[DIRECTIONS FOR THIS TASK]:
Can you quote exactly the stretch of lines from the one with "Exercise. Put one marker on every instance of the dense forest" through the final line of the material, both ends included?

--- START OF AVAILABLE DATA ---

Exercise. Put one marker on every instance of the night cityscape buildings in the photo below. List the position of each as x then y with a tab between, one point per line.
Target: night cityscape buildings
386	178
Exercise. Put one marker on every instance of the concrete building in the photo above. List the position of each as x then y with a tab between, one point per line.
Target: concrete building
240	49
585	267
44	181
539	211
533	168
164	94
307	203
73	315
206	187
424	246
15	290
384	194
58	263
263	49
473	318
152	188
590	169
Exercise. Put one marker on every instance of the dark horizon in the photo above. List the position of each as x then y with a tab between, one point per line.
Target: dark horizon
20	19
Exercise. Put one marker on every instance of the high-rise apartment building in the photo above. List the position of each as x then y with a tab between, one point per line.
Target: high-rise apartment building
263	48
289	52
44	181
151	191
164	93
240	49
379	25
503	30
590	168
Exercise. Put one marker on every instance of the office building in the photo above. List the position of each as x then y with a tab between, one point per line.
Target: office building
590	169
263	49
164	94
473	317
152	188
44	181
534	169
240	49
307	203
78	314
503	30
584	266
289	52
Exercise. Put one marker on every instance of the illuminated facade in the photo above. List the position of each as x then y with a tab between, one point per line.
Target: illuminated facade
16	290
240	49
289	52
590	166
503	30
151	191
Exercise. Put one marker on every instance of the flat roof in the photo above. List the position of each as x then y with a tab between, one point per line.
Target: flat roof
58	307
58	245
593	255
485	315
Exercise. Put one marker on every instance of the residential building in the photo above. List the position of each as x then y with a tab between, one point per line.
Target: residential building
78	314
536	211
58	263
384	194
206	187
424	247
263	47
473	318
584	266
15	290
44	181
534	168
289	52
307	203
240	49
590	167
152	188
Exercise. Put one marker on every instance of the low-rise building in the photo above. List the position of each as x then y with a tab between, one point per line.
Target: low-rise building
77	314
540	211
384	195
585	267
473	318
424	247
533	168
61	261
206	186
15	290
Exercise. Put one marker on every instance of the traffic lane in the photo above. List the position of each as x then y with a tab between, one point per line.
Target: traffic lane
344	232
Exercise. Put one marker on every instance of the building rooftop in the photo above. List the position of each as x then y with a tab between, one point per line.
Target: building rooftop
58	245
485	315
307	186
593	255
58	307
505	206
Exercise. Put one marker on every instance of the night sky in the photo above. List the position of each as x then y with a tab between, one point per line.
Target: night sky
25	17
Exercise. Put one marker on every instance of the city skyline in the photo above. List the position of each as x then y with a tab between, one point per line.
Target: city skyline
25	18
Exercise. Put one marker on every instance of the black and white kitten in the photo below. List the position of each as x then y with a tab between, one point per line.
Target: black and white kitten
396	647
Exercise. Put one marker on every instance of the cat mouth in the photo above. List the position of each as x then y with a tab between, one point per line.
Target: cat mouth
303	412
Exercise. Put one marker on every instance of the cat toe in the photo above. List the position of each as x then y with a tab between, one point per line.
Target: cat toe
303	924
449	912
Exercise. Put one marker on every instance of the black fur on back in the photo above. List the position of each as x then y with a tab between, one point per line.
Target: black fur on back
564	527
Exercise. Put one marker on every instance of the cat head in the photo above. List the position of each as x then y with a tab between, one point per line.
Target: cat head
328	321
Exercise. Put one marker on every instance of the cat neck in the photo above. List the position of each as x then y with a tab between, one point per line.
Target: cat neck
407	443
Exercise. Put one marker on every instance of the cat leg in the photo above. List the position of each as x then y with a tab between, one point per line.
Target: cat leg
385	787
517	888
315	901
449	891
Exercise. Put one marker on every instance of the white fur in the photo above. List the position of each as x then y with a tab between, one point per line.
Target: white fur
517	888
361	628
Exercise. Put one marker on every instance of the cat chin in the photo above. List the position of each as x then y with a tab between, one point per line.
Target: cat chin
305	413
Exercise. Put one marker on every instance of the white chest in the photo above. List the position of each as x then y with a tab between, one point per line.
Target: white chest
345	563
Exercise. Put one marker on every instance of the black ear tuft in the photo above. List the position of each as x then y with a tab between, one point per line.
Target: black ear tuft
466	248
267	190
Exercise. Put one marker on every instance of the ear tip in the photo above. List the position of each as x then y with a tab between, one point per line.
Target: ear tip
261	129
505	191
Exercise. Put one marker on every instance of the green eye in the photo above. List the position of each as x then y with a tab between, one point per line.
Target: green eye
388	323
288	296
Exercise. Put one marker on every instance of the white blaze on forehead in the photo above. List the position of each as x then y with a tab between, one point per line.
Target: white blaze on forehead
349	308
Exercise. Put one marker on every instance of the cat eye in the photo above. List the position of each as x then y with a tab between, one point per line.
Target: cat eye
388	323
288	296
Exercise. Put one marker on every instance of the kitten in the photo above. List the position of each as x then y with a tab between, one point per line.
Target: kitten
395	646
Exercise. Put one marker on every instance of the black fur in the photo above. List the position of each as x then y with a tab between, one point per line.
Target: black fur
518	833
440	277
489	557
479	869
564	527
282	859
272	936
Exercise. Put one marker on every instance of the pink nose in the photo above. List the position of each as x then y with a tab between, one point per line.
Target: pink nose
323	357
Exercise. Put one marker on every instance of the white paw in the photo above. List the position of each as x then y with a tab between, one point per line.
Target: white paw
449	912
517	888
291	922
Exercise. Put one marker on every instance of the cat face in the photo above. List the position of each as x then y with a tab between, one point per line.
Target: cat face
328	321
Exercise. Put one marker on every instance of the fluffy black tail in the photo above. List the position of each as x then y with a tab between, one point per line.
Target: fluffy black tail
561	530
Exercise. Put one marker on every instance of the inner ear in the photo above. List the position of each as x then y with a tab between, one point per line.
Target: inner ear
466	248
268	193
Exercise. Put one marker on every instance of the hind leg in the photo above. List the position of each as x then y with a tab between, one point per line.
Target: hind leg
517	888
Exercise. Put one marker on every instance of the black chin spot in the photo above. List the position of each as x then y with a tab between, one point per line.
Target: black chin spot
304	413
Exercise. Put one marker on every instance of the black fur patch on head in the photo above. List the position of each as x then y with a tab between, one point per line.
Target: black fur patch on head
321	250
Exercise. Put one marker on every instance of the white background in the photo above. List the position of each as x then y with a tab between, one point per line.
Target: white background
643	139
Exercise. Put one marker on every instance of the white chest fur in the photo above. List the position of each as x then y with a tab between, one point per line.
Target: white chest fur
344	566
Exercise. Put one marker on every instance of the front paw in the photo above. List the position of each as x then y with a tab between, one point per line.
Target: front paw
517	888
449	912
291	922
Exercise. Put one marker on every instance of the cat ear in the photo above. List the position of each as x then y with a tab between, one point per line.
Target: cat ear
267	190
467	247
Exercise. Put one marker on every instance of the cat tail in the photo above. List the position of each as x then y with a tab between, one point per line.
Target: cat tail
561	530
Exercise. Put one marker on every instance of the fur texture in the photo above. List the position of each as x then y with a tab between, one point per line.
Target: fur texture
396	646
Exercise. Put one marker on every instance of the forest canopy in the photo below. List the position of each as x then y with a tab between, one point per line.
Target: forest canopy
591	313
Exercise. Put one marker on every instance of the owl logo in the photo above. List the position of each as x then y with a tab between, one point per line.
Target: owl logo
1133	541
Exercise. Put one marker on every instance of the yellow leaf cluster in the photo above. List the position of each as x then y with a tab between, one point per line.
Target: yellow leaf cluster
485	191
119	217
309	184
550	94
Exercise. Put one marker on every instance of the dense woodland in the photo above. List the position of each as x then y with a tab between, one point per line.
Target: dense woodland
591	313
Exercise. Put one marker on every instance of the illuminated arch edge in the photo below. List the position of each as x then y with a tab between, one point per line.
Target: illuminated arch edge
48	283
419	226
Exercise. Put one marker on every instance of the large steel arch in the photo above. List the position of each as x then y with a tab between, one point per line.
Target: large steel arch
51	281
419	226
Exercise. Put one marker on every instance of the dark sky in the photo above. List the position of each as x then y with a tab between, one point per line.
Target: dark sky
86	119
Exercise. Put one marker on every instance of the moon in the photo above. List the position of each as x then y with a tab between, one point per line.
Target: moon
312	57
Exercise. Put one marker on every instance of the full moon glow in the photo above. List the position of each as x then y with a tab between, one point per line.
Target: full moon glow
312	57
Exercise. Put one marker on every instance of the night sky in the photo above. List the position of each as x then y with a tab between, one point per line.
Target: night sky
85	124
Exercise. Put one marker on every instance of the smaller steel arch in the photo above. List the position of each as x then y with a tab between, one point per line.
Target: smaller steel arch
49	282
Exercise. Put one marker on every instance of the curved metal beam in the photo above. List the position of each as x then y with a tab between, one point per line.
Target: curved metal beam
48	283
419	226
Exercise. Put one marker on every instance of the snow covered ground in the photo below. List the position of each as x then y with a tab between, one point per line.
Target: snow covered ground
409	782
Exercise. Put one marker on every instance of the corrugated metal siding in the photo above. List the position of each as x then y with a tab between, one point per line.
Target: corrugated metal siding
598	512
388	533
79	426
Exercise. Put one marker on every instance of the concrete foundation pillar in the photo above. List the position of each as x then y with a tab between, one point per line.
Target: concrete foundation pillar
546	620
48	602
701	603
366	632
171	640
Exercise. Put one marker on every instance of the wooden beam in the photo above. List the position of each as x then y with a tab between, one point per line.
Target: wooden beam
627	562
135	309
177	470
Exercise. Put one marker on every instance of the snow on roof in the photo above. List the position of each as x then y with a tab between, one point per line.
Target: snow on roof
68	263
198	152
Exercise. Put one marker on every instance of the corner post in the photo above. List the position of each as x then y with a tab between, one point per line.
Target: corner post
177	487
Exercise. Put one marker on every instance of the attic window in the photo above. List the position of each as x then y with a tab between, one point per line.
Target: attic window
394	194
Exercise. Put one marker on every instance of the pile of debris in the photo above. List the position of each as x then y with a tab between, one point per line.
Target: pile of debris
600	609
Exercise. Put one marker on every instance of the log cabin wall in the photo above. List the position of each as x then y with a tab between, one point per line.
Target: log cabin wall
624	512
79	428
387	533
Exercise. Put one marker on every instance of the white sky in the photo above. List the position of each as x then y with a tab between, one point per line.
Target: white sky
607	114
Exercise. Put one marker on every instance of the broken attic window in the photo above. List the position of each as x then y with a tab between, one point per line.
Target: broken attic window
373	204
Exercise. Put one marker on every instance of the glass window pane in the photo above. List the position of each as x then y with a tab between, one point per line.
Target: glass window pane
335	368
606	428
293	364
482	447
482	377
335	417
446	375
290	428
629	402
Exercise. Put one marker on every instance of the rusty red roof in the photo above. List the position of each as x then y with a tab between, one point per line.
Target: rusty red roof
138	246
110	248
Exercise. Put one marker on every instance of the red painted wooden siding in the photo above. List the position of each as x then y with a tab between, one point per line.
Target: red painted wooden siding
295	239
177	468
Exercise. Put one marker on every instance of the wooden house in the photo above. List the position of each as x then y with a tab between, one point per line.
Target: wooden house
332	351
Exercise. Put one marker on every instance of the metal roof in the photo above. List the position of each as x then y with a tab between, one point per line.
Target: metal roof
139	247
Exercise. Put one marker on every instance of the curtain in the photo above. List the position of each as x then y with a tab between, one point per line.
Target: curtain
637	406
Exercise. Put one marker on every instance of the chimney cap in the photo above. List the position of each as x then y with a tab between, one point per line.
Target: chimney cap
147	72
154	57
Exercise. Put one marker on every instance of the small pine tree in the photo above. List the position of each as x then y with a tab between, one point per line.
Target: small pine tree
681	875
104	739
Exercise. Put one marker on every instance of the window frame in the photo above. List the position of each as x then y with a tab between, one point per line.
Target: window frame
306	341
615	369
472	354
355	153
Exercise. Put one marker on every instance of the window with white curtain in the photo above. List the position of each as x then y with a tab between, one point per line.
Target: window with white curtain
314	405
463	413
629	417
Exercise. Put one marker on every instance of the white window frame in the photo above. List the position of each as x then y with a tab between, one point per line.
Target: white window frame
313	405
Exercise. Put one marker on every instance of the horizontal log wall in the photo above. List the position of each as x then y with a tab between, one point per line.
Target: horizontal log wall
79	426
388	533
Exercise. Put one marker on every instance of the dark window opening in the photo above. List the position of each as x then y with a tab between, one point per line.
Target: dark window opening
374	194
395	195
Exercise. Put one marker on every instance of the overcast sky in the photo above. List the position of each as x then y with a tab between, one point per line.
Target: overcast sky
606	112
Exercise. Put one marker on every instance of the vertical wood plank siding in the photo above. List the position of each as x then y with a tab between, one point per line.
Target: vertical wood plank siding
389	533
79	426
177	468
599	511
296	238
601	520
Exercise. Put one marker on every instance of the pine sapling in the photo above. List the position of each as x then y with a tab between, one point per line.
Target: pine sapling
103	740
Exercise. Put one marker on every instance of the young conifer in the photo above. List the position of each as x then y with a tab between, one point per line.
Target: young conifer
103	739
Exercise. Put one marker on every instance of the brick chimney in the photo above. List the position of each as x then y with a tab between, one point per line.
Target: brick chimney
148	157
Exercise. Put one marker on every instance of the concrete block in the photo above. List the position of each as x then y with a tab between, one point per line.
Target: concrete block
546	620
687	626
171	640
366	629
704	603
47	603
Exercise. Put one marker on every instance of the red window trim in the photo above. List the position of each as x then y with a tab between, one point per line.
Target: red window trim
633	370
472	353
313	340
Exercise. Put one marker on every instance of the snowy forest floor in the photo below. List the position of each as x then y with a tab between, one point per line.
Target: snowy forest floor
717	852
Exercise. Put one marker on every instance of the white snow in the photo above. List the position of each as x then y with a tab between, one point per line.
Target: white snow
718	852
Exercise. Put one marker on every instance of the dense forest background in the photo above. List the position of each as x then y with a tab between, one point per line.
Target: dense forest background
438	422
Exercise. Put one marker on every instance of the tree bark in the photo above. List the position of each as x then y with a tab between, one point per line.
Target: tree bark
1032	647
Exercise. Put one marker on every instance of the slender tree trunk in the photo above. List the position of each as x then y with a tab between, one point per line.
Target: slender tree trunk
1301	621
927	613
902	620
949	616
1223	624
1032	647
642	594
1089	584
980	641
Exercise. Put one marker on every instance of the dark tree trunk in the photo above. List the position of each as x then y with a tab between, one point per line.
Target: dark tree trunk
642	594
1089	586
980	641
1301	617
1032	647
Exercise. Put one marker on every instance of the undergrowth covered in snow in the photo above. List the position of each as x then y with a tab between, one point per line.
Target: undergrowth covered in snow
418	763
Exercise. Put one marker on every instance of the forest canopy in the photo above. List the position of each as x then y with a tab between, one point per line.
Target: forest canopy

--- END OF AVAILABLE DATA ---

[OUTPUT FOR THIS EXERCISE]:
Exercise. Put one marker on every instance of the dense forest background in the photo above. List the position of each as x then y with a tab between, one point per line.
Target: dense forest background
438	422
Exercise. Put one marker on every instance of the tree bark in the photo above. List the position of each as x then y with a tab between, one point per line.
Target: tree bark
1032	647
Exercise. Put one marker on every instance of the slender tree trunk in the photo above. List the position of each as x then y with a tab between, one point per line.
Target: slender tree trunk
1301	621
927	613
902	620
949	616
1223	624
1032	647
642	594
1089	584
980	641
Exercise. Put one marker on every instance of the dark tree trunk in the photo above. List the position of each as x then y with a tab between, one point per line.
Target: dark tree trunk
642	594
1089	586
980	641
1301	617
1032	647
Exercise. Put one marker on every instance of the undergrowth covered in snow in the photo above. List the position of each as x then y with a tab between, one point per line.
Target: undergrowth covered in snow
418	763
Exercise. Put one marker on every instance of the forest canopy in the photo above. List the position of each as x then y with a tab between, one point per line.
Target: forest canopy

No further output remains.